→ SUPPLIED TEXT:

╔══

Sensory cortical dynamics

Abstract

Sensory cortical networks are commonly regarded as stable, changing only in the face of prolonged alteration of sensory input. There is increasing evidence, however, that the functional connectivity of cortical networks changes significantly, but reversibly, in response to conditions of sensory stimulation similar to those encountered in everyday life. In this review, we provide examples of sensory cortical dynamics at the single neuron and neural population levels. The dynamics detected at both levels of experimental observation suggest that a brief exposure (tens of milliseconds to tens of seconds) to sensory stimulation is accompanied by changes in the capacity of cortical networks to process and represent environmental stimuli. Candidate cellular mechanisms and the potential benefits of such stimulus-driven, rapid, and fully reversible sensory cortical dynamics are discussed.

Introduction

Although understanding of the neural basis of perception is far from complete, it is clear that the computations that underlie perception are carried out quickly, a necessity if the challenges posed by an ever-changing environment are to be met successfully. For instance, Thorpe et al. [47] demonstrated that humans can make sensory decisions—determining whether or not a complex scene contains a particular element—in less than 200 ms. Given the rapidity of this decision, it seems likely that cells involved in processing the information needed for this task rely primarily on rapid synaptic neurotransmission (e.g. AMPA and NMDA receptor mediated excitatory neurotransmission, and GABA_A receptor mediated inhibitory transmission). Traditionally, fast neural computation is viewed as occurring in essentially stable or ‘hard-wired’ networks; that is, networks whose processing characteristics are independent of their recent history of activation. On a much longer time scale (e.g. days or years), it has been established that cortical networks can undergo substantial changes in functional connectivity in response to prolonged alterations in the pattern of sensory drive (i.e. experience-based cortical plasticity, [5]). These long-term changes in functional connectivity are believed to involve changes in synaptic efficacy and/or axonal sprouting.

╚══

→ RECORDS:
╔══

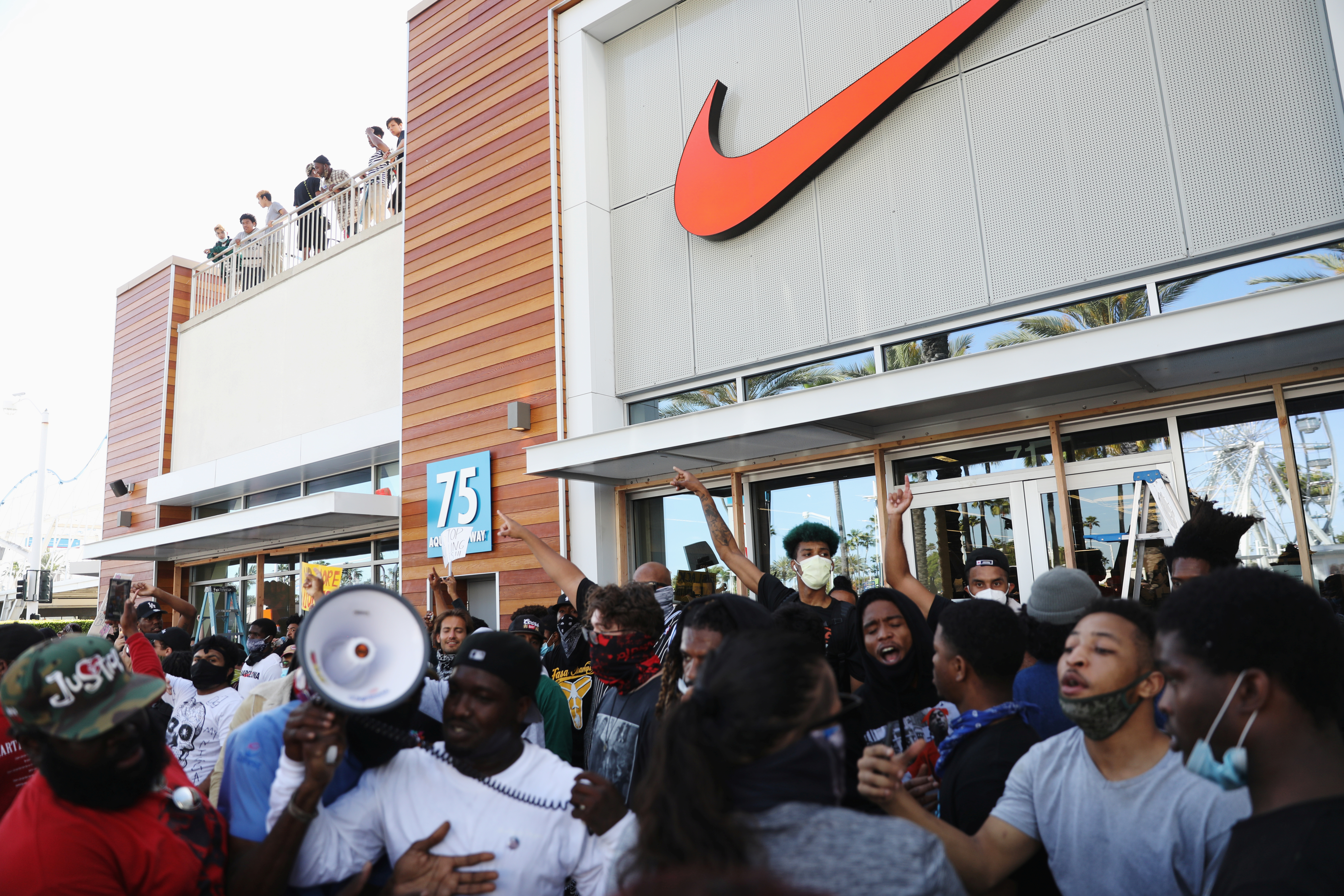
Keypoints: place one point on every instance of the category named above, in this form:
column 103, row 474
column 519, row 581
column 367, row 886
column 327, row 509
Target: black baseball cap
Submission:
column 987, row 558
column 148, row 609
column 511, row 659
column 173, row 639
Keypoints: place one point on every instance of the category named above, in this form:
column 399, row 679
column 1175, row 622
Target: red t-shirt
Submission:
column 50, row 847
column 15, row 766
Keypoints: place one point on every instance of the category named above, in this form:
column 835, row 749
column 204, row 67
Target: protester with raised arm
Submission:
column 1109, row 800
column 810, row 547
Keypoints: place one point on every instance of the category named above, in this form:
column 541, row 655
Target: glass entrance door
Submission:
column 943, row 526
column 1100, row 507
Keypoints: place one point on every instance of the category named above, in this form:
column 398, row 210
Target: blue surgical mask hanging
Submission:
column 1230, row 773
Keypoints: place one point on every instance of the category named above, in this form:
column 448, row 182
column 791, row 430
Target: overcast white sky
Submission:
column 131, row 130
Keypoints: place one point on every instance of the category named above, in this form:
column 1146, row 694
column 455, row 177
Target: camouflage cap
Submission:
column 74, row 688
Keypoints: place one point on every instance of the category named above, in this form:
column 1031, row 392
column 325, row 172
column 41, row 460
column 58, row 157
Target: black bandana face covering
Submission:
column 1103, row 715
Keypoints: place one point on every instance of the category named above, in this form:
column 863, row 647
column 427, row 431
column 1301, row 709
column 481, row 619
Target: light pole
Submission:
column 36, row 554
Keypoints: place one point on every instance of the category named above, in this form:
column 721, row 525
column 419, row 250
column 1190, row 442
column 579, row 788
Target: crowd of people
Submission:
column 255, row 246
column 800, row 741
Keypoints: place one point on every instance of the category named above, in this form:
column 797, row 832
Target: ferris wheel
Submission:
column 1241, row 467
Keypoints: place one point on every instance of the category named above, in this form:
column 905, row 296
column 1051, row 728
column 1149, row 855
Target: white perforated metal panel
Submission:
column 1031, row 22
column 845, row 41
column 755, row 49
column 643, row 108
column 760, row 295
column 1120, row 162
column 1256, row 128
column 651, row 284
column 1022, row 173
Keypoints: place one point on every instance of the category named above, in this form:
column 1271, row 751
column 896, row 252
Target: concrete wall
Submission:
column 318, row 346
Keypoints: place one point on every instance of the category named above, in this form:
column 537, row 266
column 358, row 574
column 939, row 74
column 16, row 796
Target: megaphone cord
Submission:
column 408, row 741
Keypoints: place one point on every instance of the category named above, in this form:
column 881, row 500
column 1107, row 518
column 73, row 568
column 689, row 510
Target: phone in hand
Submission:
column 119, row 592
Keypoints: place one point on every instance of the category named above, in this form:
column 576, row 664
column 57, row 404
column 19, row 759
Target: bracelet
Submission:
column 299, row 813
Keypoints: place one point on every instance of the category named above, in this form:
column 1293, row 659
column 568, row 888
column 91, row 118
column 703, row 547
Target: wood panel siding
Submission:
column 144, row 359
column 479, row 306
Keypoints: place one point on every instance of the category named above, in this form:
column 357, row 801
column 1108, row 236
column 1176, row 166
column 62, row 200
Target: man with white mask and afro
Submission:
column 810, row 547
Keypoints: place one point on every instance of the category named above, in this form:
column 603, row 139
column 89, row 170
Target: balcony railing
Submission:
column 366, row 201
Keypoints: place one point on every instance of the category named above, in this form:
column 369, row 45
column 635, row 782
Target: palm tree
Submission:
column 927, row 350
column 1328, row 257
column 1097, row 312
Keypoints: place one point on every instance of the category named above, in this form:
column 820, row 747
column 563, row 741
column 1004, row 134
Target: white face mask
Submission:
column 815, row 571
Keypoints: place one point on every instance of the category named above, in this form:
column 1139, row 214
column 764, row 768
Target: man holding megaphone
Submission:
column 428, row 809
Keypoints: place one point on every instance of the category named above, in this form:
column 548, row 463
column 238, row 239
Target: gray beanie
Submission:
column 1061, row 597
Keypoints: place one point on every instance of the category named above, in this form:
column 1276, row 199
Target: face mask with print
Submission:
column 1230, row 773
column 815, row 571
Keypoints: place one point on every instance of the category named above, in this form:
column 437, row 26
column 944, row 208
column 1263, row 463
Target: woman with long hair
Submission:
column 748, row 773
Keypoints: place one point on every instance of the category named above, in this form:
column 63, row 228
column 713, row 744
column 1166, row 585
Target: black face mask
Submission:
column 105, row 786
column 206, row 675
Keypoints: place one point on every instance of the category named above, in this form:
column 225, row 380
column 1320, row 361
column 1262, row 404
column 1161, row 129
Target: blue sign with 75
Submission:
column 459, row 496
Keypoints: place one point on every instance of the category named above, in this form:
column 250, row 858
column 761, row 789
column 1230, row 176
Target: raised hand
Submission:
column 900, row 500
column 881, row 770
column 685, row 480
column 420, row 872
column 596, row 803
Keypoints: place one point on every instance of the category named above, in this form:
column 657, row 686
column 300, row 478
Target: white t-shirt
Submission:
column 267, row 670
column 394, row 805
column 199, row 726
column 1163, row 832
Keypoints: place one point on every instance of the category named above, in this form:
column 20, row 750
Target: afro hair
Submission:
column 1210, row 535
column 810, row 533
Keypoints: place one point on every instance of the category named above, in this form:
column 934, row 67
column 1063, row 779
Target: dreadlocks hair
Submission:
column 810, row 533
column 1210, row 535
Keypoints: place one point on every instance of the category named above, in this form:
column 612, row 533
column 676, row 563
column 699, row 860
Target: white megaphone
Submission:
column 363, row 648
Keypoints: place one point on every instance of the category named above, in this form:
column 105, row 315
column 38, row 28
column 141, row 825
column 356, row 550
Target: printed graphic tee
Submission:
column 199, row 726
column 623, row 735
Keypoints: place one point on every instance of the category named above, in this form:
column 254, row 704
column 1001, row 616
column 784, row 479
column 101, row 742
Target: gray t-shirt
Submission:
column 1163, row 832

╚══
╔══

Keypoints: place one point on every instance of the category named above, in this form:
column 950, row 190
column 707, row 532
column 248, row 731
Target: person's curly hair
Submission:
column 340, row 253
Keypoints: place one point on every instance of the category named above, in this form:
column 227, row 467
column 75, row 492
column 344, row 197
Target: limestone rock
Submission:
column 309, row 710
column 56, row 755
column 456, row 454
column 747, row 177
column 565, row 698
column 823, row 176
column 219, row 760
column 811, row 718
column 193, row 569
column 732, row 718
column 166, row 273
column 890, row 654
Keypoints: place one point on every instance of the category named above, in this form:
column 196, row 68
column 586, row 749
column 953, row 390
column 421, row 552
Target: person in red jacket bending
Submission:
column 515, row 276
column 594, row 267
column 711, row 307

╚══

→ ACTIVITIES:
1. In the sensory cortical dynamics text, transcribe the passage that begins at the words "Sensory cortical networks" and stops after "dynamics are discussed.".
2. Pick up the text on sensory cortical dynamics right after its last sentence and keep writing.
None of the data is needed here.

→ RESULTS:
1.
Sensory cortical networks are commonly regarded as stable, changing only in the face of prolonged alteration of sensory input. There is increasing evidence, however, that the functional connectivity of cortical networks changes significantly, but reversibly, in response to conditions of sensory stimulation similar to those encountered in everyday life. In this review, we provide examples of sensory cortical dynamics at the single neuron and neural population levels. The dynamics detected at both levels of experimental observation suggest that a brief exposure (tens of milliseconds to tens of seconds) to sensory stimulation is accompanied by changes in the capacity of cortical networks to process and represent environmental stimuli. Candidate cellular mechanisms and the potential benefits of such stimulus-driven, rapid, and fully reversible sensory cortical dynamics are discussed.

2.
These two views of the information processing characteristics of primary sensory cortex—a fixed circuit capable of rapid processing, and a plastic network capable of long-term change—are conventionally regarded as distinct features of cortical networks. The two extremes, however, may not be as dichotomous as is commonly believed. Rather, we propose that they form opposing ends of a continuum of functional states that can be expressed by primary sensory cortex, each state having information processing capacities maximally consistent with the properties of the stimuli the network processed in a preceding temporal interval. Central to this alternative view is the idea that a stimulus applied either continuously or intermittently at a sufficient rate evokes an orderly temporal continuum of functional states in primary sensory cortex. We refer to the hypothesized temporal progression of functional network states associated with temporally extended sensory stimulation as ‘cortical dynamics’. The available experimental evidence leads us to believe that natural sensory stimulation evokes cortical dynamics which (1) occur over a time scale of tens of milliseconds to many minutes; (2) are associated with an orderly temporal progression of changes in the receptive field properties of primary sensory cortical neurons; and (3) involve a repertoire of linked cellular mechanisms, each requiring unique conditions for its activation, and each exhibiting a distinct time course of operation.

In this brief review, we present evidence obtained using both single neuron and neuronal population recording methods which supports our concept of sensory cortical dynamics. We also introduce a substantial literature describing cellular mechanisms with attributes compatible with short-term, reversible, use-dependent changes in sensory cortical networks. We conclude with a discussion of the potential functional benefits of cortical network dynamics.